** Problem requirements **
In the forum thread about what to tell a psychologist in therapy, what two aspects does one reply suggest considering when deciding whether the experience was abuse?

BEGIN Page excerpt

How do I know what I need to reveal to my psychologist during therapy?Mental Health Psychiatry
When I was 2 I used to go to a baby sitter’s house while my parents were at work. The baby sitter and her husband would often have sex together while I was in the same room as them. This happened till I was about 8/9 years old. I wouldn’t tell my parents about it as I didn’t really know what they were doing. As a child, I thought that her husband was hurting her due to the bed rocking and her moans, which is why I was scared. There was once I wanted to use the toilet really badly, but they were having sex and I end up peeing on myself at the corner. I just started therapy recently, and I don’t know if I should tell my psychologist about it. Does this constitute any sort of child abuse? Thanks in advance!
Thank you for sharing your thoughts with us.
If you are troubled or distressed by what happened to you or what you witnessed in your childhood, you should just go ahead and share the details with your therapist. There is really no need to withhold such information from your therapist. Rest assured that what you say will not shock or harm your therapist. Most therapists would have heard of even more shocking stories.
Sometimes, it is really important to take into consideration what an 'outsider' or third party (someone who is not involved in the event or encounter) say as he/she is more likely to be objective.
As to what you experience constitute abuse or what, it may be important to consider two aspects: 1. the original intention of the care giver; 2. the trauma that you experience.
In general, many clinicians would agree that neglect constitutes a form of child abuse.
I hope that you will be able to obtain closure to the event. Do take good care of yourself.
Thank you for sharing your intimate story. This sounds really terrible.
Yes it certainly sounds like child abuse, and if you are not so old, it might still be a reportable offense to the police and MSF-Child protection services.
Therapy is a two way street. The ability for the patient to benefit from this depends on the "Johari window". In simple terms: the more the therapist can reveal to you and the more you can reveal to the therapist, the wider the window. Through a wider window, both the client and therapist is able to access the domain of psychotherapy: which are the things that both you and the therapist does not know.
In short, yes, the more you can reveal, the more you might stand to benefit. But of course that is within the comfort zone and the strength of the therapeutic relationship. Sometimes, the time is just not ripe yet to disclose certain things.
Take care and I pray that you will find peace.
Sorry to hear about your experience and certainly children should never be exposed to things beyond their comprehension - at aged 2 or 9 years! It took me a moment or two to digest what you have written and certainly if I were your counselor I would feel that this is important to disclose to them. If they are a positive person for you, this should be received with empathy and understanding.
I cannot imagine what it has done to you, but certainly its worth bringing this up with those responsible for regulating baby-sitters (if there is such a thing), to prevent others from being similarly affected.
As with Dr Paul, I hope that you overcome this and move forward.

END Page excerpt
BEGIN Source data

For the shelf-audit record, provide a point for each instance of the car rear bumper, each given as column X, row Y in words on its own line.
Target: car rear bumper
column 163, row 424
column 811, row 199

END Source data

** Result of the exercise **
The original intention of the caregiver and the trauma the person experienced.